■ **The request**: Copy out all of the rows below, swapping every "drop a dot" for "place a marker" and changing nothing else. Leave the pictures out.

■ **Data**:
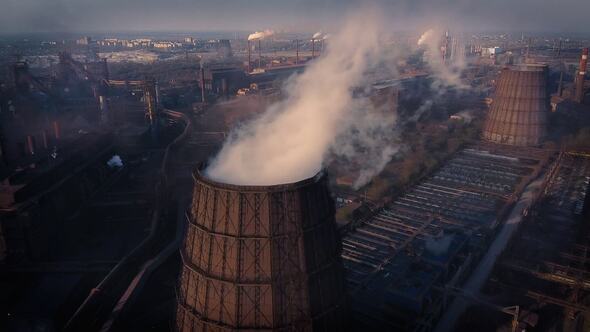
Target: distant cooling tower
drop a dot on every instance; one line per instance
(519, 110)
(261, 258)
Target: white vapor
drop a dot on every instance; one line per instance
(320, 118)
(260, 35)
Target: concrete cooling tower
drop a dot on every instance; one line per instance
(261, 258)
(520, 106)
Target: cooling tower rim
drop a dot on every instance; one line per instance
(200, 177)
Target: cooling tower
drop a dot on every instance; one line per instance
(519, 110)
(261, 258)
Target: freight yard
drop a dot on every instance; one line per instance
(290, 181)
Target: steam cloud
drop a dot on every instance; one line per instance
(322, 117)
(258, 35)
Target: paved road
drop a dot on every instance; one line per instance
(481, 273)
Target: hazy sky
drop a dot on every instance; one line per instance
(302, 15)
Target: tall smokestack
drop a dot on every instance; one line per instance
(30, 145)
(269, 256)
(297, 52)
(105, 69)
(581, 75)
(249, 57)
(203, 100)
(259, 53)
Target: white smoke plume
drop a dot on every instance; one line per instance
(448, 73)
(320, 118)
(258, 35)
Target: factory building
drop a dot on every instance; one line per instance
(261, 258)
(520, 106)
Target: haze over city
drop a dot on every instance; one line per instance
(294, 165)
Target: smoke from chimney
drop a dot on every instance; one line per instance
(319, 119)
(259, 35)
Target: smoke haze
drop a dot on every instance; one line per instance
(320, 118)
(309, 15)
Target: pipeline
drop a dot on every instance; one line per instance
(99, 304)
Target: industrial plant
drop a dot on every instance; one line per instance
(348, 178)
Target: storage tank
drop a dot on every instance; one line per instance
(520, 106)
(261, 258)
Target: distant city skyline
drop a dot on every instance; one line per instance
(76, 16)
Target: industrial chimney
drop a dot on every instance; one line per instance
(249, 57)
(519, 110)
(581, 75)
(261, 258)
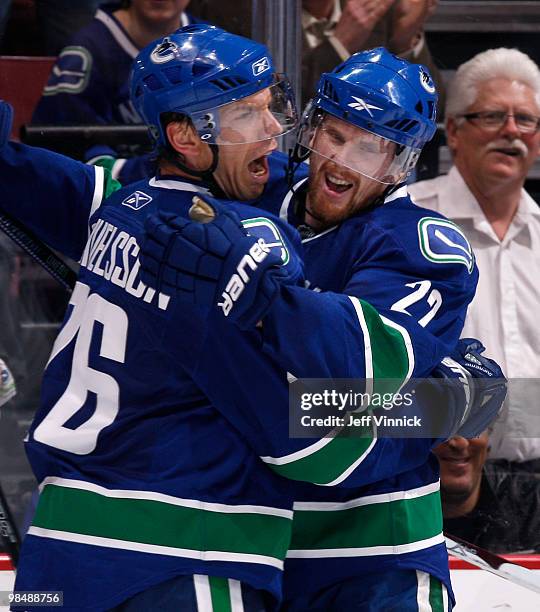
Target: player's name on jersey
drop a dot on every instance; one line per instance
(113, 254)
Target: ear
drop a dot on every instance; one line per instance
(451, 133)
(184, 139)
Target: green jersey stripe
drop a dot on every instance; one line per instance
(169, 499)
(157, 523)
(389, 359)
(391, 524)
(220, 594)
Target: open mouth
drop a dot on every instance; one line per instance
(456, 461)
(259, 167)
(336, 184)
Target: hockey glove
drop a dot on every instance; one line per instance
(6, 121)
(489, 386)
(214, 262)
(480, 383)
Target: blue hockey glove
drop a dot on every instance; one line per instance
(6, 121)
(483, 389)
(212, 263)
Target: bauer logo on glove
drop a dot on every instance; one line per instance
(238, 281)
(211, 260)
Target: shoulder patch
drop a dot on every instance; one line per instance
(442, 242)
(261, 227)
(137, 200)
(71, 72)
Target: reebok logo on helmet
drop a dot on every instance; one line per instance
(260, 66)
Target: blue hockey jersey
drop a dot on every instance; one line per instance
(396, 266)
(89, 84)
(152, 416)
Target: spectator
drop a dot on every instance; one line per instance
(60, 19)
(492, 119)
(84, 89)
(487, 504)
(335, 29)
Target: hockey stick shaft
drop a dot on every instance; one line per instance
(492, 563)
(38, 251)
(9, 535)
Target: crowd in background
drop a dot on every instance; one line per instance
(490, 485)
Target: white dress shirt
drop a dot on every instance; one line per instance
(505, 312)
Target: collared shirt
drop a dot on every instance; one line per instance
(505, 312)
(317, 30)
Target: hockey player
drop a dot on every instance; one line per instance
(89, 83)
(162, 490)
(377, 261)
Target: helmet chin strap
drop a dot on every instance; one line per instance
(207, 176)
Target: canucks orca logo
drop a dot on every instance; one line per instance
(137, 200)
(71, 73)
(426, 82)
(260, 66)
(165, 51)
(442, 241)
(260, 227)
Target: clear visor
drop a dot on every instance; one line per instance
(345, 144)
(267, 114)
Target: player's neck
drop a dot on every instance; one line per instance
(143, 32)
(170, 169)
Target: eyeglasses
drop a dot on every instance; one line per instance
(493, 120)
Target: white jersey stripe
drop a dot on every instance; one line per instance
(235, 589)
(202, 593)
(381, 498)
(422, 592)
(99, 190)
(178, 185)
(153, 549)
(368, 551)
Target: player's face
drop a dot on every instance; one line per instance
(158, 11)
(242, 170)
(335, 191)
(503, 155)
(461, 464)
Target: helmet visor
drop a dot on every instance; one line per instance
(266, 114)
(378, 158)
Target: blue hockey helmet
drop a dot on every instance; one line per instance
(390, 99)
(205, 73)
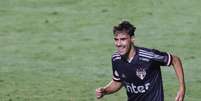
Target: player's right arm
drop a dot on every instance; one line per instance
(110, 88)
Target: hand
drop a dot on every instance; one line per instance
(100, 92)
(180, 95)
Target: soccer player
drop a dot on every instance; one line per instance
(138, 68)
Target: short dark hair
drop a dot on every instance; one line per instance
(124, 27)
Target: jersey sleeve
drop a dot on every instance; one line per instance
(162, 58)
(115, 58)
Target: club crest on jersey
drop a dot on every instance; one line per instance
(141, 73)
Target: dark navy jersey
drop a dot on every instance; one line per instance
(141, 76)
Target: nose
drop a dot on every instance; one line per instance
(118, 43)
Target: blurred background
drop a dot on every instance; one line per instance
(60, 50)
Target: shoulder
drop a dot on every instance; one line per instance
(115, 56)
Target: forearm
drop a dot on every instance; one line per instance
(112, 87)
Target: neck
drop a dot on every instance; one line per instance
(131, 53)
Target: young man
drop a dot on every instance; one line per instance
(138, 68)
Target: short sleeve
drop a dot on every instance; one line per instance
(115, 58)
(163, 58)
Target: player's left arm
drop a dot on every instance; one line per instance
(177, 65)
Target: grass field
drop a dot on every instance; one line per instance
(60, 50)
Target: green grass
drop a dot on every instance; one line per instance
(59, 50)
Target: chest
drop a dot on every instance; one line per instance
(139, 71)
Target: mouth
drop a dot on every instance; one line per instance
(121, 49)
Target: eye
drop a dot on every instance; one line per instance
(115, 39)
(123, 39)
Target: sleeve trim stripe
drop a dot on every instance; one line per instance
(169, 59)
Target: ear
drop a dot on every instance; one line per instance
(132, 38)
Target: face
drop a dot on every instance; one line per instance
(123, 43)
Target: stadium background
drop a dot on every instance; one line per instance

■ **Solution**:
Target: distant cooling tower
place a marker on every instance; one line per instance
(519, 110)
(261, 258)
Target: white vapor
place a marker on every instance; one line per instance
(320, 118)
(260, 35)
Target: concrete cooling tower
place a marker on every instance; one line per instance
(261, 258)
(520, 106)
Target: cooling tower rim
place a marker on every instance; one line per instance
(200, 177)
Target: cooling tower
place a marker on every instance; one line per instance
(519, 110)
(261, 258)
Target: freight yard
place a marker on every instance; one line per instance
(290, 181)
Target: steam cloud
place a marker on every instance; one line per instance
(322, 117)
(258, 35)
Target: paved road
place a marker on every instance; one line per instance
(481, 273)
Target: hazy sky
place a marker on every instance; one line per instance
(302, 15)
Target: tall smokestack
place a marker on every instance; one line per instance
(30, 145)
(269, 256)
(297, 52)
(105, 69)
(581, 75)
(249, 57)
(203, 100)
(259, 53)
Target: white smoke plume
place a marker on every instance; one line per instance
(448, 73)
(320, 118)
(258, 35)
Target: factory building
place a marker on every instance; one line per instance
(261, 258)
(520, 106)
Target: haze over city
place a marker on every instance; one line per instance
(294, 165)
Target: smoke from chimney
place a marker on every instance; one line per instance
(319, 119)
(259, 35)
Target: smoke haze
place a marker on every instance; one line per instance
(320, 118)
(309, 15)
Target: pipeline
place a marker on every instance; one line per instance
(99, 304)
Target: industrial plant
place a marker on every instance; one line per instance
(348, 178)
Target: storage tank
place a marker on every instance; one line per instance
(520, 106)
(261, 258)
Target: distant city skyline
place a marker on every instance; one line per instance
(76, 16)
Target: industrial chimney
place a marker on every instance; one line per instance
(249, 57)
(519, 110)
(581, 75)
(261, 258)
Target: player's name on jersey
place a marker on every instance; one line per instance
(113, 254)
Target: ear
place a marker on every instance; one line per instance
(451, 133)
(184, 139)
Target: green jersey stripe
place a marker on every instance; one line per instance
(169, 499)
(157, 523)
(389, 359)
(391, 524)
(220, 594)
Target: open mouth
place a marker on every instance; one line per instance
(456, 461)
(259, 167)
(336, 184)
Target: hockey glove
place a marker on every instance; one line per instance
(6, 121)
(489, 386)
(214, 262)
(480, 383)
Target: blue hockey glove
place a marker on every instance; one line per instance
(6, 121)
(483, 389)
(212, 263)
Target: bauer logo on glove
place a marker on every instance; one line per instance
(238, 281)
(211, 260)
Target: shoulder patch
place a marker on every instance; one line per instance
(442, 242)
(261, 227)
(137, 200)
(71, 72)
Target: reebok logo on helmet
place a marker on every instance; one line per instance
(260, 66)
Target: blue hockey jersey
place a marker on every instance; one line per instance
(396, 266)
(89, 84)
(152, 416)
Target: spectator
place a marker on every instance; one line per instance
(60, 19)
(492, 119)
(84, 89)
(487, 504)
(335, 29)
Target: hockey stick shaft
place a marker on every instance; one line per instance
(492, 563)
(38, 251)
(9, 535)
Target: crowd in background
place a marker on every instance; one line per instance
(490, 485)
Target: white dress shirt
place a marker on every instance; one line per instance
(505, 312)
Target: collared shirt
place a marker on every instance; one line per instance
(505, 312)
(317, 30)
Target: hockey player
place a marker on every instance; one line per instance
(89, 83)
(162, 490)
(377, 261)
Target: helmet chin strap
place a marker on every instance; one line per instance
(207, 176)
Target: canucks orca logo
place a marker on every instance; one line per instance
(137, 200)
(71, 73)
(426, 82)
(260, 66)
(165, 51)
(442, 241)
(260, 227)
Target: clear visor
place a marker on every instance; one line per instance
(345, 144)
(267, 114)
Target: player's neck
place a marker on every instance; one line per instance
(143, 32)
(170, 169)
Target: eyeglasses
place a marker on every instance; one line per instance
(493, 120)
Target: white jersey stripe
place a marker on every instance; one line per instance
(235, 589)
(202, 593)
(381, 498)
(422, 592)
(99, 190)
(178, 185)
(153, 549)
(368, 551)
Target: player's face
place a marker on every instance; one line per instance
(158, 11)
(242, 170)
(335, 191)
(503, 155)
(461, 464)
Target: helmet visor
place a marker on every instance; one line per instance
(266, 114)
(378, 158)
Target: blue hockey helmet
place a marker on every instance; one line per instance
(390, 99)
(205, 73)
Target: player's right arm
place a marker on every instance; one line per instance
(110, 88)
Target: hand
place a marker on every instance; one line per instance
(100, 92)
(180, 95)
Target: soccer player
place a marker on every instance; one line per instance
(138, 68)
Target: short dark hair
place a marker on every instance; one line per instance
(124, 27)
Target: jersey sleeve
place a marker on every instance; one line per instance
(162, 58)
(115, 58)
Target: club crest on jersey
place a marker on every instance; one line per instance
(141, 73)
Target: dark navy jersey
place a marker on every instance; one line per instance
(141, 76)
Target: nose
place a marker on every instance; one line per instance
(118, 43)
Target: blurred background
place a marker on every instance; one line per instance
(60, 50)
Target: shoulder
place a marker on every instance; one line per instance
(115, 56)
Target: forearm
place a marker on every instance; one line per instance
(112, 87)
Target: neck
place a marker on every instance; one line per instance
(131, 53)
Target: young man
place a marker on every instance; one line per instance
(138, 68)
Target: short sleeve
place a marker on every instance; one line per instance
(115, 58)
(163, 58)
Target: player's left arm
place a marker on every instance; one line per instance
(177, 65)
Target: grass field
place a marker on every instance; one line per instance
(60, 50)
Target: green grass
place a marker on every instance; one line per instance
(59, 50)
Target: chest
place a marker on every instance; one line per instance
(139, 71)
Target: mouth
place a marker on every instance; one line per instance
(121, 49)
Target: eye
place a marker on every instance; one line per instance
(115, 39)
(123, 39)
Target: sleeve trim stripe
place a marker on every instance; one line per instance
(169, 59)
Target: ear
place a marker on every instance; one line per instance
(132, 38)
Target: face
place a marker on every instance; one line per instance
(123, 43)
Target: stadium background
place a marker on every instance; one line per instance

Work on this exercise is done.